__STATED TASK A__. Reproduce the part of the Seoul Searching review starting at "3. It will broaden" and ending at "more ignorant era.".

__TEXT SEGMENT__.
--- start ---

3. It will broaden Americans’ cultural awareness
Ratings for the 2016 Oscars sank to a near-record low, but it was the cultural low it sank to that I found far more concerning. Where does one even begin with the irony of Chris Rock harping on about Hollywood’s lack of diversity yet making a joke about Asians so stupid and unfunny it had me checking the calendar to see if we’d just retrogressed through time to a more ignorant era.
In our present day there really is no excuse for the staggering levels of cultural insensitivity that we still see from large segments of the American public. But since it isn’t likely that the level of multicultural awareness will magically improve on its own anytime soon, and since mainstream media isn’t likely to help much in this regard, it’s the independent media that can go a long ways towards expanding our awareness. And we, in turn, can help independent media by patronizing it (see reason #5 below).
Seoul Searching is an especially courageous work because even among Asian American film it doesn’t conform to mainstream expectations of what an Asian American story should be. Nothing against stories about the immigrant experience, but I was already tired of them by the time I graduated college (and that was almost twenty years ago). Such stories are still important, no doubt, but they are only a small fraction of the stories that have been lived and still need to be told.
4. You’ll learn about the Korean & Korean American/German/Mexican experience at the same time
Seoul Searching tells the story of a group of young Korean Americans sent to Seoul, Korea, to be part of a cultural immersion program and learn about their roots. Actually, it’s not just Korean Americans—it’s Korean British, Korean German and Korean Mexicans as well, and in this respect the film is also a rich tapestry of the Korean diaspora experience overall. So in a way Seoul Searching is both a Korean film as well as a Korean American/British/German/Mexican film and in the process of watching it you get to see just how complex the intertwining of culture and identity really is.

--- end ---

__STATED TASK B__. State how many rows of text below contain the string "line". Give only the number.

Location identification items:
--- start ---

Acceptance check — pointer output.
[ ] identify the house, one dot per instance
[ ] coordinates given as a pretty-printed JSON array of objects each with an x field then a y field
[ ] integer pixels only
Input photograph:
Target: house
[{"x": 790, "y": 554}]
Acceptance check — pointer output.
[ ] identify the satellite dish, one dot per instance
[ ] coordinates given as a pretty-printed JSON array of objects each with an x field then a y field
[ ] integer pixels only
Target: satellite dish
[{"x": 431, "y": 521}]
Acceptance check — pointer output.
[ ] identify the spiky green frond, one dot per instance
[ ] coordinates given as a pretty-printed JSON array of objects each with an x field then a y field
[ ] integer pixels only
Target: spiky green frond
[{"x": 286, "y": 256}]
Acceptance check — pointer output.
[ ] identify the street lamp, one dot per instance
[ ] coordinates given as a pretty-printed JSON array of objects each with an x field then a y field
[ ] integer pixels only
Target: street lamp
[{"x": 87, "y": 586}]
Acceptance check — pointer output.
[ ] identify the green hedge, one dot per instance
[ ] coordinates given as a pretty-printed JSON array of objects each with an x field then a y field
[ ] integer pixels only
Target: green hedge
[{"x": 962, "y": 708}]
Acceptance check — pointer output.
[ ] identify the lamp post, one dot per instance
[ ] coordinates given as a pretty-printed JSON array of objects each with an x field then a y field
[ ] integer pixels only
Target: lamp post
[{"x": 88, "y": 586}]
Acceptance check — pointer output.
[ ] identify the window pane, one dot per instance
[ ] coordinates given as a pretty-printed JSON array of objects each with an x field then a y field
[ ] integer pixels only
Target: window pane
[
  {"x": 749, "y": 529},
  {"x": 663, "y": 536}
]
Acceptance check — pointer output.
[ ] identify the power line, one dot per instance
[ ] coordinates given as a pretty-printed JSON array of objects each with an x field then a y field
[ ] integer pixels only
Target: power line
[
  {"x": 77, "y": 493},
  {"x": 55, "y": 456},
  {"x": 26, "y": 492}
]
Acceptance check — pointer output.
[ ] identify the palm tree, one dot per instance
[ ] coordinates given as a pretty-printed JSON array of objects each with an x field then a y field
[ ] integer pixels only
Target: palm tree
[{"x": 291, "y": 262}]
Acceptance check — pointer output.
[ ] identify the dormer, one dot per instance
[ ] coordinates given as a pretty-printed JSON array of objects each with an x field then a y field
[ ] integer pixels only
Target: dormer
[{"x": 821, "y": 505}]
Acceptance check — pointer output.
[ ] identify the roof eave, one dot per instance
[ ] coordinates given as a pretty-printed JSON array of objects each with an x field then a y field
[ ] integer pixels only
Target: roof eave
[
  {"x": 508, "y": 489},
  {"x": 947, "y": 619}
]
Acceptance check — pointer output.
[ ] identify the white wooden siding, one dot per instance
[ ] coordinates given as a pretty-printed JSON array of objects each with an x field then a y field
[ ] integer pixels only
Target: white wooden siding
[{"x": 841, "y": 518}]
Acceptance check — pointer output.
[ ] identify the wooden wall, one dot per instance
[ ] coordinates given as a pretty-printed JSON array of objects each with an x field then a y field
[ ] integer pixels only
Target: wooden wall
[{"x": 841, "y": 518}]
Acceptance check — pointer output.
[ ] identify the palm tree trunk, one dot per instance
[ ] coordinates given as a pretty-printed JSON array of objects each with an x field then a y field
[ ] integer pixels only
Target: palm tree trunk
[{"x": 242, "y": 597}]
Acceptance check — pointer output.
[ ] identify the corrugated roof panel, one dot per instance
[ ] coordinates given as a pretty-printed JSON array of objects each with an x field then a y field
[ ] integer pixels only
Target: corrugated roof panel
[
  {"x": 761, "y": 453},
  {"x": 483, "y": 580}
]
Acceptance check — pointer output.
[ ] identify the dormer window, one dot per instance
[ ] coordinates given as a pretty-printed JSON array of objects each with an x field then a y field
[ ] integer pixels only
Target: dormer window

--- end ---

__FULL OUTPUT A__.
3. It will broaden Americans’ cultural awareness
Ratings for the 2016 Oscars sank to a near-record low, but it was the cultural low it sank to that I found far more concerning. Where does one even begin with the irony of Chris Rock harping on about Hollywood’s lack of diversity yet making a joke about Asians so stupid and unfunny it had me checking the calendar to see if we’d just retrogressed through time to a more ignorant era.

__FULL OUTPUT B__. 2